Christmas and the Holiday Season

By monitoring your blood glucose (sugar) more often, you can make necessary adjustments.

The holiday season is a time when our lifestyle habits and diabetes management may be disrupted.

Blood glucose fluctuations

During the holiday season, some people tend to:

  • Eat larger servings of sweet and fatty foods
  • Drink more alcohol
  • Be either more relaxed or more stressed
  • Eat meals at odd or irregular times
  • Be less active (stop sports activities, get out less, etc.) or more active (more time to engage in physical activity or play outside with children, etc.)

For these many reasons, blood glucose (sugar) levels can be harder to control. You should accept this reality and temporarily cut yourself some slack. That doesn’t mean you can ignore your diabetes. On the contrary! By measuring your blood glucose levels more often, you will be aware of variations and make necessary adjustments.

* [WHAT IS NEEDED]
Reproduce the entire text on managing diabetes over the holiday season word for word. The data that comes next is unrelated to the text on diabetes during the holidays.

* [DATA EXTRACT]
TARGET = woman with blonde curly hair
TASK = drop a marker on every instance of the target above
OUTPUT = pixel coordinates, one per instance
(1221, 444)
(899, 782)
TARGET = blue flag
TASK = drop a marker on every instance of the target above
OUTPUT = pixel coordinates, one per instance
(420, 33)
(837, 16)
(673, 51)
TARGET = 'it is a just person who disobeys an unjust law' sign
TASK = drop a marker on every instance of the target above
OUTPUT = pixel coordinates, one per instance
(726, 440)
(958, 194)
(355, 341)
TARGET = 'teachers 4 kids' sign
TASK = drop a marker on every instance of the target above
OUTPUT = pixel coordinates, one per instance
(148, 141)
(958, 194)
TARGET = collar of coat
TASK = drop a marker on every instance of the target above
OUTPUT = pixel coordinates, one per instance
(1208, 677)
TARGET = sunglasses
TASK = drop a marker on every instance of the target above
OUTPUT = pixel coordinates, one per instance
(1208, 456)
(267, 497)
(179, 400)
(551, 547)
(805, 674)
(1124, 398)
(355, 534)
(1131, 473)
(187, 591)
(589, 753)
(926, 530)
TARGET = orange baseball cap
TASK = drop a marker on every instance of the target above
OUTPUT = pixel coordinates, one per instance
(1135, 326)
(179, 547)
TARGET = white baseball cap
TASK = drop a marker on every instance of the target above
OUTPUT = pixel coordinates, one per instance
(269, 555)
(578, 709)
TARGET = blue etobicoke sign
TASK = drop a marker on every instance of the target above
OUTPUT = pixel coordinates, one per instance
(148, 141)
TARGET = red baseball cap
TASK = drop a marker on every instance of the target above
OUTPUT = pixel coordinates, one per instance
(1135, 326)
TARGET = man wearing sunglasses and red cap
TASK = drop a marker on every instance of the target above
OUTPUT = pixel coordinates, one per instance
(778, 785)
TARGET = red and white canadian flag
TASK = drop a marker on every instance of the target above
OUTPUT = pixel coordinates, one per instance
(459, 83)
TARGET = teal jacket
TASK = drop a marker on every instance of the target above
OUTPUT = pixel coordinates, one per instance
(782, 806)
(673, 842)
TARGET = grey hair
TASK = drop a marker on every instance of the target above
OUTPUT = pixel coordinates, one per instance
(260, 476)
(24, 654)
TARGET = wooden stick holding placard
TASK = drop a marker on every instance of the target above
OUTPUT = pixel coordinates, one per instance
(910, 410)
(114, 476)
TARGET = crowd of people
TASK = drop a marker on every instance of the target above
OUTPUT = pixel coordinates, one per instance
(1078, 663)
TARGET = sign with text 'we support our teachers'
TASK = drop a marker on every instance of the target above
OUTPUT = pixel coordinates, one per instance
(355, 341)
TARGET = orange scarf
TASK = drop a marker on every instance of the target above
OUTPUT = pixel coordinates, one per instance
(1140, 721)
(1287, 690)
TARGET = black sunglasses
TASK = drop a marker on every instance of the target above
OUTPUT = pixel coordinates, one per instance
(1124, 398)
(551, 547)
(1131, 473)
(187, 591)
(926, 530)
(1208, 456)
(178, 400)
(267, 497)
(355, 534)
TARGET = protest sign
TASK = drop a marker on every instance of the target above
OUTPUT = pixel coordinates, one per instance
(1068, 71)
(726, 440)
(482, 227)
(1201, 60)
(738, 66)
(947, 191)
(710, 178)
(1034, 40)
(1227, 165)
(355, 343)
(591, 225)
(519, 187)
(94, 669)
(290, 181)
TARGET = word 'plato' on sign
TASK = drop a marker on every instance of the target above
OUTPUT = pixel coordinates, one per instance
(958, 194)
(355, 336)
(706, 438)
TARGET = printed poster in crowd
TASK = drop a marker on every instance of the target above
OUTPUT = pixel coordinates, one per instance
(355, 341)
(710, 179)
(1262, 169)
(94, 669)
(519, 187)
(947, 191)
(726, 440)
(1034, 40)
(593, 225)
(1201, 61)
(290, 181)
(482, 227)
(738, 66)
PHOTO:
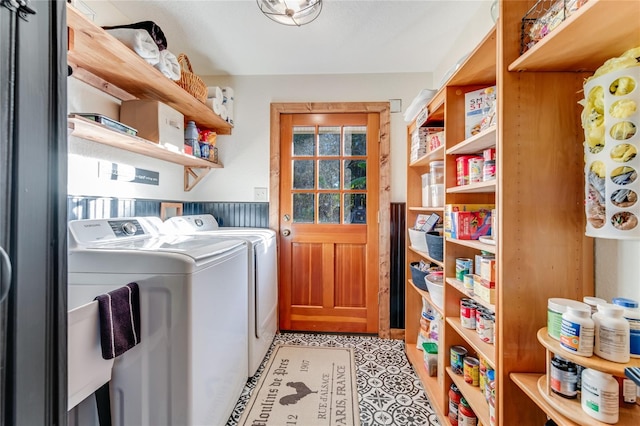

* [OUTPUT OF THE EXERCISE]
Christmas and the Holiday Season

By monitoring your blood glucose (sugar) more often, you can make necessary adjustments.

The holiday season is a time when our lifestyle habits and diabetes management may be disrupted.

Blood glucose fluctuations

During the holiday season, some people tend to:

  • Eat larger servings of sweet and fatty foods
  • Drink more alcohol
  • Be either more relaxed or more stressed
  • Eat meals at odd or irregular times
  • Be less active (stop sports activities, get out less, etc.) or more active (more time to engage in physical activity or play outside with children, etc.)

For these many reasons, blood glucose (sugar) levels can be harder to control. You should accept this reality and temporarily cut yourself some slack. That doesn’t mean you can ignore your diabetes. On the contrary! By measuring your blood glucose levels more often, you will be aware of variations and make necessary adjustments.